Goal
Rewrite all of the data below as a two-column CSV with the headers prompt_text and boxes. Give one row for each piece of wording together with the boxes that follow it, put every value in double quotes with line breaks replaced by spaces, and leave the pictures out.

⁂

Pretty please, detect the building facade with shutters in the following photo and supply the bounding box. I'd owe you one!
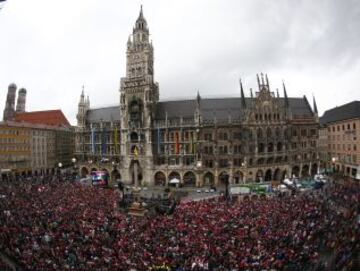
[320,101,360,179]
[75,7,319,187]
[0,121,74,181]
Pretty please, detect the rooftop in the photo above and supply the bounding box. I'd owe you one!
[15,109,71,127]
[320,101,360,125]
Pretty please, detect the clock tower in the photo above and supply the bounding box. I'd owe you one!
[120,7,159,185]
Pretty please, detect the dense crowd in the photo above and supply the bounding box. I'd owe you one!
[0,177,360,271]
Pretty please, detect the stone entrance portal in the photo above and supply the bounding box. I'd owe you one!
[130,160,142,187]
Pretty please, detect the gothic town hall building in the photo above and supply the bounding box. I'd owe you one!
[75,7,319,187]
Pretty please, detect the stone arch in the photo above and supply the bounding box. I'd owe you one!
[258,143,265,153]
[274,126,281,138]
[266,157,274,165]
[203,171,214,185]
[281,169,288,180]
[130,145,139,154]
[289,166,300,178]
[130,132,139,143]
[129,160,143,185]
[273,168,281,181]
[183,171,196,187]
[264,168,272,182]
[234,170,244,184]
[256,158,265,165]
[154,171,166,186]
[266,127,272,139]
[248,129,254,140]
[311,163,318,176]
[301,165,309,178]
[219,171,229,185]
[111,169,121,181]
[255,169,264,183]
[268,142,274,152]
[80,167,89,178]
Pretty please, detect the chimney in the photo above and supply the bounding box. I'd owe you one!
[3,83,17,121]
[16,88,26,113]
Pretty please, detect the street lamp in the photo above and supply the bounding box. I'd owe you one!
[71,157,76,179]
[58,162,62,176]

⁂

Answer in full
prompt_text,boxes
"Pretty please, detect the building facade with shutters in the following photo and supply the bounding box. I'd owe you one!","[320,101,360,179] [75,7,319,187] [0,121,74,181]"
"Pretty please, detect the rooftop in the photo above and supply the bounding box. I'd owe you one!","[15,109,71,127] [320,101,360,125]"
"Pretty please, detect the clock tower in the photo above and supply the bounding box. I'd owe you one!","[120,7,159,185]"
"Pretty please, detect the dense crowd in the photo above and supply the bounding box. I'd owe you one!","[0,177,360,271]"
"Pretty please, detect the stone entrance portal in the photo above and supply the bounding box. I'd owe you one!","[130,160,142,187]"
"Pretty please, detect the gothic town hall building in the photo above and supply the bounding box. I'd owe you one!","[75,7,319,187]"
"Pretty please, detect the stone arch in the photo above and supply the bounding box. I'd owe you one!","[258,143,265,153] [274,126,281,138] [266,157,274,165] [203,171,214,185] [281,169,288,180] [130,145,139,154] [289,166,300,178] [130,132,139,143] [129,160,143,185] [273,168,281,181] [183,171,196,187] [264,168,272,182] [234,170,244,184] [256,158,265,165] [154,171,166,186] [266,127,272,139] [248,129,254,140] [311,163,318,176] [301,165,309,178] [219,171,229,185] [111,169,121,181] [255,169,264,183] [268,142,274,152] [80,167,89,178]"
"Pretty please, detect the chimney in the photo above and supply the bounding box. I'd owe you one!","[3,83,17,121] [16,88,26,113]"
"Pretty please, detect the street lamp in the photo above and supply the bounding box. I'd owe you one!","[71,157,76,179] [58,162,62,176]"